§ **TESTO**:

++++++++++++++++++++

Al campo vivono attualmente dieci alcolisti in programma terapeutico, di cui 3 o 4 in età avanzata (tra i 50 e i 60 anni). Con loro c’è Giovanni, un volontario italiano che doveva stare 6 mesi, ma che ora vive lì da 4 anni  e non è mai tornato in Italia da quando è arrivato ad Alto Beni! Sta bene con se stesso e ha trovato la sua dimensione. Certo, da solo, in mezzo alla foresta con 10 persone e tanto lavoro da fare è dura. Avrebbe bisogno almeno di un paio di persone che lo affianchino nella coordinazione delle attività, del lavoro nei campi, ma soprattutto nel lavoro educativo con i ragazzi, nella gestione dei casi… Ho parlato a lungo con Giovanni di come si sente, di come gli piacerebbe potenziare questo centro. La Papa Giovanni XXIII negli ultimi anni ha un po’ abbandonato questo centro, ed è un vero peccato, perché ha delle potenzialità grandissime. Dalla comunità di Alto Beni sono uscite tante persone che ora vivono una vita “normale”, che si sono reinseriti in maniera sana nella società…

Il bisogno di comunicare e di parlare dei ragazzi è fortissimo. E siccome non capita spesso che arrivino ospiti a trovarli, Linda, Consuelo e io stessa abbiamo ascoltato e parlato a lungo con ognuno dei ragazzi. La cosa bella è che davvero ognuno a modo suo cercava di accaparrarsi la nostra attenzione, per esserne il centro, almeno per un po’. La capacità di aprirsi e di condividere i propri vissuti di questi ragazzi, è commovente: commovente perché è il chiaro segno di un forte bisogno di intimità, di affetto, di amore gratis, che molti di loro non hanno mai sperimentato. Con Miguel ho fatto veramente delle belle chiacchierate e la seconda sera, dopo cena, ha voluto sfogarsi per tutta una serie di dubbi, paure, amarezze e difficoltà che sentiva dentro di se’. Abbiamo parlato camminando e poi ci siamo fermati a guardare le stelle. Che meraviglia! Mi sono chiesta che cosa potessi volere di più di questo. E mi sono risposta che davvero , lo spogliarsi degli optional, ti “costringe” a renderti conto dell’essenzialità delle cose e della bellezza della vita di cui fai parte e che ti circonda. E un’altra volta ho avuto la fortuna di imparare una lezione di quelle che ti porti nel cuore per sempre.

++++++++++++++++++++

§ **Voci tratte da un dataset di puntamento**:
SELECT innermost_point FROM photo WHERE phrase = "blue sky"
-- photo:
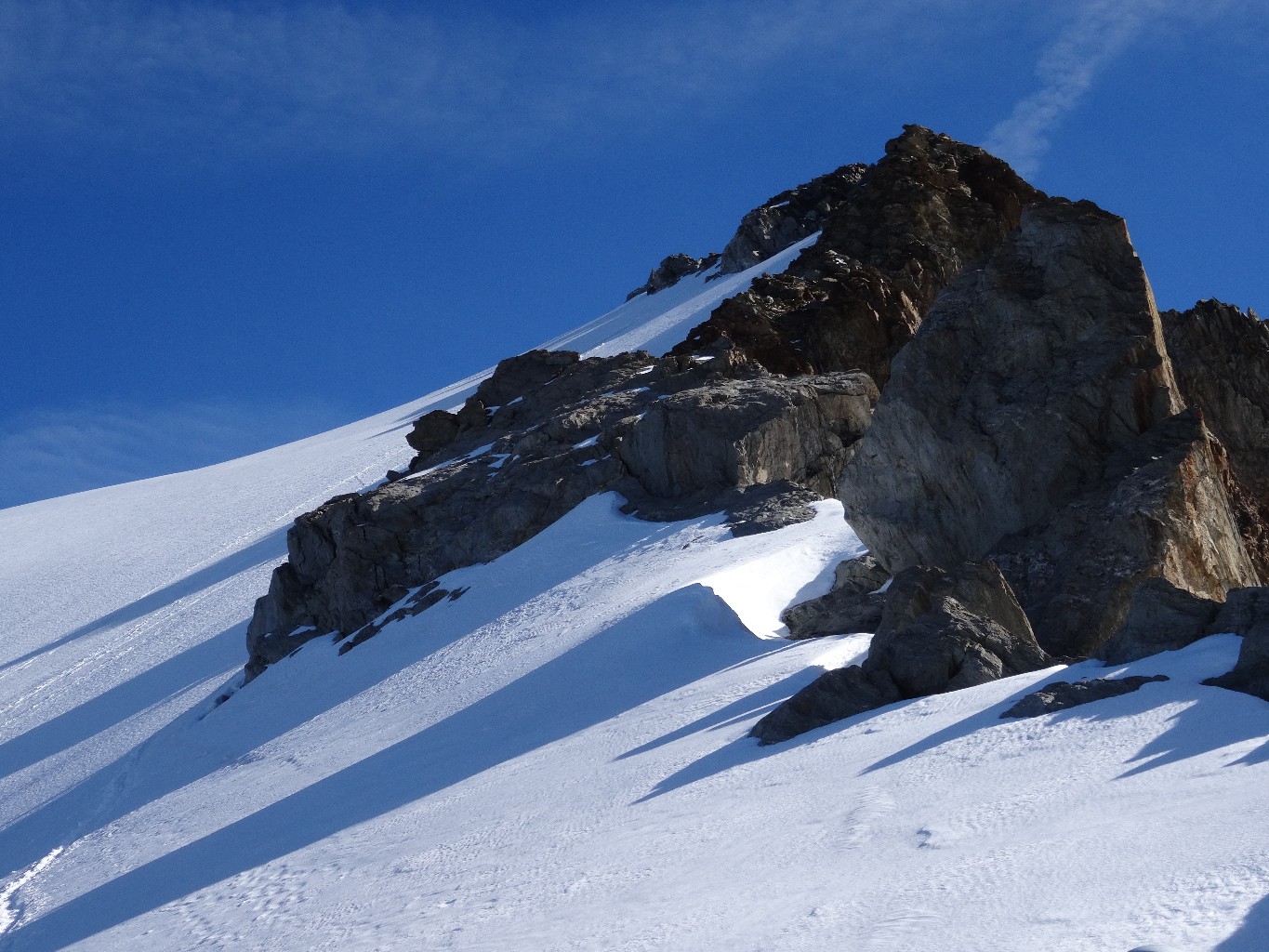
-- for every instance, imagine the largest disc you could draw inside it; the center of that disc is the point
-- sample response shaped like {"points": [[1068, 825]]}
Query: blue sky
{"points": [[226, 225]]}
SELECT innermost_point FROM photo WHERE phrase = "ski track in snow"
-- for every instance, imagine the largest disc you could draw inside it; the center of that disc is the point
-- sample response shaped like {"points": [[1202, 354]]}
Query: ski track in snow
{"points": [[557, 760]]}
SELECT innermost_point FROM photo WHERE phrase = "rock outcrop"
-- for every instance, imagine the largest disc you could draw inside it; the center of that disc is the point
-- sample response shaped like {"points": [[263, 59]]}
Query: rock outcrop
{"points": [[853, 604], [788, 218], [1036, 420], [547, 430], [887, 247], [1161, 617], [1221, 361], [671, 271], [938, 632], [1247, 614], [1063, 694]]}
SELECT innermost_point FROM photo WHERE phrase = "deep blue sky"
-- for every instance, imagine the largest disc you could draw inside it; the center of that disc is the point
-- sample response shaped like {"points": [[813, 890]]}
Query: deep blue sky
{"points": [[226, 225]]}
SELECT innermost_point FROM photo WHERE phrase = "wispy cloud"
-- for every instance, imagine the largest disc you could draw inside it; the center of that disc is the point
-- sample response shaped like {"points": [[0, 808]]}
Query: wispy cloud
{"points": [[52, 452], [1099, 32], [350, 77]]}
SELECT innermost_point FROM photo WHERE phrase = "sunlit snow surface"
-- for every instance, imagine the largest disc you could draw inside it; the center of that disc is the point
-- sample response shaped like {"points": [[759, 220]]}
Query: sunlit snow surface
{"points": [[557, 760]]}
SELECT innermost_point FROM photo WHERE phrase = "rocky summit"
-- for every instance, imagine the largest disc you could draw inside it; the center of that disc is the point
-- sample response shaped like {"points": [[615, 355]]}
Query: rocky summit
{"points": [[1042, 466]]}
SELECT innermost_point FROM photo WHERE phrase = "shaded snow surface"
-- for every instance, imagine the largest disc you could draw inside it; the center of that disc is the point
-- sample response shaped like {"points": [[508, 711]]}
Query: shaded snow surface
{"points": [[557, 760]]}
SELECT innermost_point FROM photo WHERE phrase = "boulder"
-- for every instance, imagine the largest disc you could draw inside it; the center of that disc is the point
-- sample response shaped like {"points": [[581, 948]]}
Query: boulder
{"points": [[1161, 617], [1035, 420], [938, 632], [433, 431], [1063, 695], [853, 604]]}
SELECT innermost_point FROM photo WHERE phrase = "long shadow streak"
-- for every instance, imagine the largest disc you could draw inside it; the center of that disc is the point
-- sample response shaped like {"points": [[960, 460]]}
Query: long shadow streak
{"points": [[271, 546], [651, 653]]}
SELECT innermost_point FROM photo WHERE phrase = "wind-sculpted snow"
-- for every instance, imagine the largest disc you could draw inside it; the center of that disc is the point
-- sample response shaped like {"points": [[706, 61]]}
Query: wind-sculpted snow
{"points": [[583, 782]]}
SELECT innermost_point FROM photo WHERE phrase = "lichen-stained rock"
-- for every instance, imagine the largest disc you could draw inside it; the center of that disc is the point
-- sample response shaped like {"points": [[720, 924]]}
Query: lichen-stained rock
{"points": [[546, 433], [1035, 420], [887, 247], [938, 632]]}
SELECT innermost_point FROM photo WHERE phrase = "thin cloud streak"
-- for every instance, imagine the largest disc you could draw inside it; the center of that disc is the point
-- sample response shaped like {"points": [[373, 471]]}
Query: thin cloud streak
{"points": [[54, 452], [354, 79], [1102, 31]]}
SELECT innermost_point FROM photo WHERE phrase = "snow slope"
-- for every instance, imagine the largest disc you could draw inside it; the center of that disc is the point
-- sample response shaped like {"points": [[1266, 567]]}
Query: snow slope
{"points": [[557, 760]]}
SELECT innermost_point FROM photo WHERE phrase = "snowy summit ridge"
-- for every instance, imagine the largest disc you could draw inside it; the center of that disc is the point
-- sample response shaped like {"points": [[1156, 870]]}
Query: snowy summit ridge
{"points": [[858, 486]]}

++++++++++++++++++++

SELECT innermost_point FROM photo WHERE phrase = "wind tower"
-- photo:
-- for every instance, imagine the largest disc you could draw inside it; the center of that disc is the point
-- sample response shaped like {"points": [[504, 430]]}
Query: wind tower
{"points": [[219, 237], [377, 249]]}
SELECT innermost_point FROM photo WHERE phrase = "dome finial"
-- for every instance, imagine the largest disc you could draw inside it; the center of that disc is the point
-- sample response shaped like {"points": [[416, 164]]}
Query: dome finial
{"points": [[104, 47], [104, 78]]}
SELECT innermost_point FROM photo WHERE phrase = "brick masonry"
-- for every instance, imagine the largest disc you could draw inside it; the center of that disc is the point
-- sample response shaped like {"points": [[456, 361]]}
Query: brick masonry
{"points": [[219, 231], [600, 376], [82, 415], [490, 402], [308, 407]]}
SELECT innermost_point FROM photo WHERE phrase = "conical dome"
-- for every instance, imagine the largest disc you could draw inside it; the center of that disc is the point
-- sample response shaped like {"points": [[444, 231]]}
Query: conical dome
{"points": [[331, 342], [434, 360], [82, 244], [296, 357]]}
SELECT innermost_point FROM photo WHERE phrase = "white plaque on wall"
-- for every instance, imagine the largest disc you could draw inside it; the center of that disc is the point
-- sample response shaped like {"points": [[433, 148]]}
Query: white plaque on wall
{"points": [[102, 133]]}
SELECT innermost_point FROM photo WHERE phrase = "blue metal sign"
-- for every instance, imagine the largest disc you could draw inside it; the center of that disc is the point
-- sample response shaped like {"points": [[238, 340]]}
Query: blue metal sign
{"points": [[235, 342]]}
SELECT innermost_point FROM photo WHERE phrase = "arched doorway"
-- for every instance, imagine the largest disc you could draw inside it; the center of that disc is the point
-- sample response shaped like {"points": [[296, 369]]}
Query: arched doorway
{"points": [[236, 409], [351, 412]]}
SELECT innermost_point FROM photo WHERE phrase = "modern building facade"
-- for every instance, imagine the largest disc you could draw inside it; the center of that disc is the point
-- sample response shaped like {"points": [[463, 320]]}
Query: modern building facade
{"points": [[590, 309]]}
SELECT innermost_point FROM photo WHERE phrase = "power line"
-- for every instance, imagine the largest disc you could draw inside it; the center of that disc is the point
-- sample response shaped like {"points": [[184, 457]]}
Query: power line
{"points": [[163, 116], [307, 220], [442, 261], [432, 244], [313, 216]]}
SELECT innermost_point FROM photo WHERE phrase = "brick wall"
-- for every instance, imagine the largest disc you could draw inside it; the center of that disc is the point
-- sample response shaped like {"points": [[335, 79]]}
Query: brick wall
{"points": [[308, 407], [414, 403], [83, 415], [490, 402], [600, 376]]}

++++++++++++++++++++

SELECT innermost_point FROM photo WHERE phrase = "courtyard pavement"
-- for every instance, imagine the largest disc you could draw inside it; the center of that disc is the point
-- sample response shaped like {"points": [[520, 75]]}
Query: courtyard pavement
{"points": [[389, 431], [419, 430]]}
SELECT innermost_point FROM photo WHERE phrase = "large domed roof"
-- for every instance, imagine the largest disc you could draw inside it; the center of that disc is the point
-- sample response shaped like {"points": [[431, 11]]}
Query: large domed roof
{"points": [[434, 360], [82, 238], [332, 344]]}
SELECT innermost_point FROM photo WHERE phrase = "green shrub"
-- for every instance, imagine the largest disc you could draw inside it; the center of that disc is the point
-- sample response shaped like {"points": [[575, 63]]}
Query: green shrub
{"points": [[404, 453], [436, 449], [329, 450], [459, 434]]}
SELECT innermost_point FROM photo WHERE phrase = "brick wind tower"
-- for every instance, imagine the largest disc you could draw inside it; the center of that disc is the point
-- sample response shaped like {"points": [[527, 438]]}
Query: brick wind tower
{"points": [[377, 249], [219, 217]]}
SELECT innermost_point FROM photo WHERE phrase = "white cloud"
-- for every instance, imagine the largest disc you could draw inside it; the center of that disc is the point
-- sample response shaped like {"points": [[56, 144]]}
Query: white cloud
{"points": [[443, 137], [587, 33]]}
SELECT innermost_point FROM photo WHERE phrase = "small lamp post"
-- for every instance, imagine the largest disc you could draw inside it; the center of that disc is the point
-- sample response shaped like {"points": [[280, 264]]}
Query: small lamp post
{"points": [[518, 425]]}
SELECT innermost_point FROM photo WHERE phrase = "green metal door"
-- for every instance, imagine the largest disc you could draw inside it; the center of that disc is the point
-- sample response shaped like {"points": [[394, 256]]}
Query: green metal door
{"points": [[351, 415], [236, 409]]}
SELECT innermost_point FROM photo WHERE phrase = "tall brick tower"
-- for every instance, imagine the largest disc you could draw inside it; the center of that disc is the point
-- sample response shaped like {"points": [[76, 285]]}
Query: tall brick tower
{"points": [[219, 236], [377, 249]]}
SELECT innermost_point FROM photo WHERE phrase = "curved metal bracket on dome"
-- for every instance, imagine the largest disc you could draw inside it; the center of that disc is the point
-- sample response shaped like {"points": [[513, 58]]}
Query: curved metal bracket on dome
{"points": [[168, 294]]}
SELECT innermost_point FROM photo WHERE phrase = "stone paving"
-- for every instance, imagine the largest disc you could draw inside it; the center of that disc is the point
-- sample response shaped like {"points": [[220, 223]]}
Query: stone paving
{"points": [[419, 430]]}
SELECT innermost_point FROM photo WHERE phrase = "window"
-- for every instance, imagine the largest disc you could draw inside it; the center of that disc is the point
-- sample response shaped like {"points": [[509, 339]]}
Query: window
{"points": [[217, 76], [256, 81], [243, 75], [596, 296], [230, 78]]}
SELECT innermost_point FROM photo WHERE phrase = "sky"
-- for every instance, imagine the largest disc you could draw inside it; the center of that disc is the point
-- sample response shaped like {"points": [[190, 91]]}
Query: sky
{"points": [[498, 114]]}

++++++++++++++++++++

§ **CONSEGNA 1**: Secondo il resoconto sulla comunità di Alto Beni, per quanto tempo avrebbe dovuto restare Giovanni?
§ **CONSEGNA 2**: Elenca tutte le persone chiamate per nome nel resoconto sulla comunità di Alto Beni.
§ **CONSEGNA 3**: Prosegui il resoconto sulla comunità di Alto Beni a partire dall'ultima frase riportata.

§ **RISPOSTA ATTESA 1**: Sei mesi.

§ **RISPOSTA ATTESA 2**: Giovanni, Linda, Consuelo, Miguel

§ **RISPOSTA ATTESA 3**:
Miguel ha quasi finito il programma ed è il braccio destro di Giovanni. Lo aiuta in ogni sua attività, lo sostiene, si confronta con lui… una sera l’ho visto seduto sul letto vicino a lui, che lo aiutava nell’organizzazione della giornata successiva… affezionato, fedele e amorevole come un figlio… la scena mi ha commossa non tanto per il bel rapporto, evidente tra i due, ma perché durante la nostra chiacchierata notturna Miguel mi ha confessato la sua preoccupazione per la solitudine di Giovanni, che avrebbe voluto aiutarlo a dare delle regole più severe ai ragazzi che si approfittano di Giovanni “perché” diceva “Giovanni è troppo buono”, “Ma se io faccio presente ai ragazzi che bisogna fare bene le cose, loro se la prendono con me… mi dicono “Chi sei tu per comandare?” e dire che io non sono certo uno a cui piace dare ordini! Figurati! Io che da quando avevo 3 anni ho vissuto in orfanotrofio e son passato da un centro di accoglienza  ad un altro fino ai miei 15 anni! Che ho dovuto sentirmi dire da una serie infinita di sconosciuti “Fai questo, fai quello!” figurati quanto mi piace dare ordini!?” …lo diceva sorridente, con una semplicità, con una nonchalance, come se stesse parlando, che so, di cosa aveva mangiato il giorno prima… mi ha commosso nel profondo questo ragazzo cosi’ sensibile… Miguel è sempre attivo, sempre sorridente, si preoccupa sempre degli altri, se c’è un problema lui è quello che dice “Dai, che non è niente! Guarda, adesso aggiustiamo tutto!” “Dai, che passa”… ma dove la trova tutta questa umanità? Quel che è certo è che mi ha dato una bella lezione di vita, una bella mazzata nei denti del mio orgoglio e dei miei piagnucolii esistenziali…insomma, mi ha dato il giro venti volte (mi devo ancora riprendere!)!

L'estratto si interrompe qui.